== ENTRIES SUPPLIED
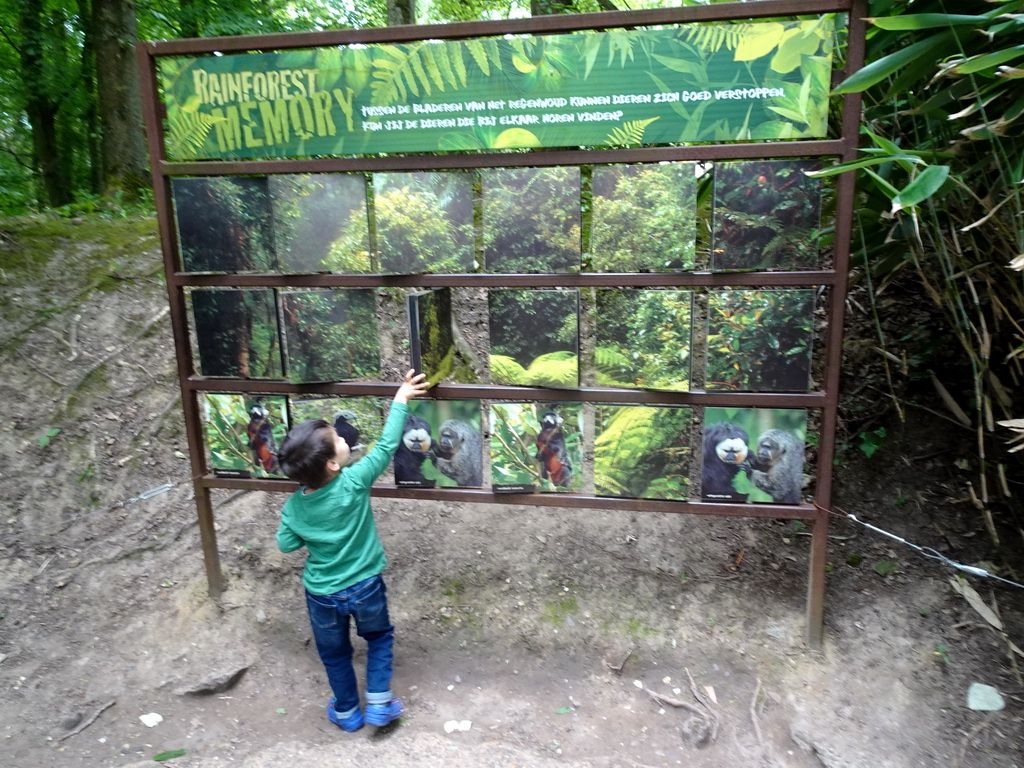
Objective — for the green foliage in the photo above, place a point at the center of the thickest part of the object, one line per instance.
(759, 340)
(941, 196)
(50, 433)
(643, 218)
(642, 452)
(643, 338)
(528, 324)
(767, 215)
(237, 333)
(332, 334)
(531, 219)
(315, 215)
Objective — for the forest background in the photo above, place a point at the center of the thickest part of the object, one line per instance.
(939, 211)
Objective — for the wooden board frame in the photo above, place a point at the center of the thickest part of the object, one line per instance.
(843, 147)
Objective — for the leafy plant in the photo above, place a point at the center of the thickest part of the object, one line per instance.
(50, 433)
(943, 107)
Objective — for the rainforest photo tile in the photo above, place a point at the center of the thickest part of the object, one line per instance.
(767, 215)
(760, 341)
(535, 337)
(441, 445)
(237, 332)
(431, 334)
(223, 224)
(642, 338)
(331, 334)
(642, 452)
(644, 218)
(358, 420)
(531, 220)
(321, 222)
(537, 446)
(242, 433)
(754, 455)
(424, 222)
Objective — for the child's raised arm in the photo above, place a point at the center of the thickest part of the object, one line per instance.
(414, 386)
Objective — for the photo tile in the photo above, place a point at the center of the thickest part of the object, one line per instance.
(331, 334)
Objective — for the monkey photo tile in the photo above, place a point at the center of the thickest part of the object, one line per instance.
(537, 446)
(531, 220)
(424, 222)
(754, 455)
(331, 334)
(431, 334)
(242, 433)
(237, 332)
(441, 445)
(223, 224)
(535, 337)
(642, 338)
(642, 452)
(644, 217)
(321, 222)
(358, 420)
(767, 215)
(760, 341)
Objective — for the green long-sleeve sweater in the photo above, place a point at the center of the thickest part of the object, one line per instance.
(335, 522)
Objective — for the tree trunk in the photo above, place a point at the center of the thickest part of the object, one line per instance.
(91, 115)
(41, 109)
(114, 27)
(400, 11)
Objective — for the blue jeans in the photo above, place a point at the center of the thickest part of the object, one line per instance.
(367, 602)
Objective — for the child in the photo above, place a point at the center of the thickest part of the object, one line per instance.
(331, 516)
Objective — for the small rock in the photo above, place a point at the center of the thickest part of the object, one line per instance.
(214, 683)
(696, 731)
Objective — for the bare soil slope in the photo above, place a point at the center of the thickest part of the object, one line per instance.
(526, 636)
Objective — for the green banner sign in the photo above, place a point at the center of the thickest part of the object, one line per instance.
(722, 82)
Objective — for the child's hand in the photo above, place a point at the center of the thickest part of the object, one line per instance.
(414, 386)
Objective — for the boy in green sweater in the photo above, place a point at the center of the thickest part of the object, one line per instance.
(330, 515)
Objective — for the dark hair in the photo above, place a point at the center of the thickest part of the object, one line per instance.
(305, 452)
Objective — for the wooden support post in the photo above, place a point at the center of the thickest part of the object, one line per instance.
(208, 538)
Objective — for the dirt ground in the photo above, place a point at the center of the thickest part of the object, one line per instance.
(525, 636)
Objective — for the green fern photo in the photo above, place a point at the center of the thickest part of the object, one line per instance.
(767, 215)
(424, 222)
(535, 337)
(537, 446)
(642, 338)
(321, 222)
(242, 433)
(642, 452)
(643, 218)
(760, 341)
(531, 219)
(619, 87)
====
**WHAT TO PRODUCE**
Make an exact copy of the whole listing, but don't bring over any pictures.

**SOLUTION TO THIS EXERCISE**
Objective — for the green foliage in the photo above, place a point at the center of the thickest part of the object, one line per instance.
(759, 340)
(941, 196)
(50, 433)
(643, 218)
(642, 452)
(643, 338)
(528, 324)
(767, 215)
(237, 333)
(332, 334)
(531, 219)
(315, 215)
Objective — for the forest background in the photo above, place a point at the center of the thickest part of the object, one line per instance.
(939, 211)
Objective — for the wooden board frame in the photo above, place a point at the center of the thickest part of the object, one line per instance.
(843, 147)
Objective — for the leafy plant in the photo above, place a point at the center of the thickest part of the object, one line per instance.
(50, 433)
(943, 107)
Objective — for the rainforest photo tile in the photo above, place a point at the center of the thickest part of the object, one line per instance.
(767, 215)
(760, 341)
(535, 337)
(441, 445)
(237, 332)
(431, 334)
(223, 224)
(642, 338)
(331, 334)
(642, 452)
(644, 218)
(358, 420)
(531, 220)
(321, 222)
(537, 446)
(242, 433)
(754, 455)
(424, 222)
Objective — for the child's raised arm in the photo above, place a point at the center of the thickest part of the object, one line per instance.
(414, 386)
Objective — for the photo tile in the photo above, place a point at the center of the thickest part of the object, one line per instance.
(331, 334)
Objective — for the monkey photo tile in the photo above, place a point at the center of the thickest part of the object, one line per instance.
(537, 446)
(531, 220)
(424, 222)
(754, 455)
(331, 334)
(431, 334)
(242, 433)
(237, 332)
(441, 445)
(223, 224)
(535, 337)
(642, 338)
(642, 452)
(644, 217)
(321, 222)
(358, 420)
(767, 215)
(760, 341)
Objective — for the green long-sleeve sweater in the photo above, place a point at the center of the thickest part of the object, one line per instance.
(335, 522)
Objective — for the tree trunk in the photo above, place a point at the center of the thickest part of the object, one line per instance.
(91, 115)
(41, 109)
(114, 27)
(400, 11)
Objective — for the blue jeans in the photo above, place a point at the center of the thickest part of the object, one line per instance.
(367, 602)
Objective — for the child in the photo above, place a point at the center of the thickest part of the object, one line per instance.
(331, 516)
Objective — for the small rock in the photo above, place a point at the center of the thickest part of the object, one line per instance.
(214, 683)
(696, 731)
Objective — for the bare soil slope in the photo above, place a point at the center of the thickest part of the object, one line per instance.
(526, 636)
Objective — for the green banner sign in the photo above, place a point at the center of the thickest part of the object, one line per instance.
(722, 82)
Objective — for the child's hand in the photo above, place a point at the center of the thickest part of the object, one line per instance.
(414, 386)
Objective — for the boy in green sweater in the photo above, place a point at the center of the thickest part of the object, one line per instance.
(330, 515)
Objective — for the dark hair in the photo above, place a point at the center of the thickest part of the object, one line per instance.
(305, 452)
Objective — for the wooden support post in the photo above, place a point at the center of the thickest part of the object, one line per instance.
(208, 538)
Objective — for the dirt ground in the photo above, place a point at the center of the thickest part of the object, one line per instance.
(525, 636)
Objective — for the green fern photo in the photo above, place a point at the center of the thickest part of the object, one line per instance.
(767, 215)
(424, 222)
(535, 337)
(537, 446)
(642, 338)
(321, 222)
(242, 433)
(642, 452)
(643, 218)
(760, 341)
(531, 219)
(619, 87)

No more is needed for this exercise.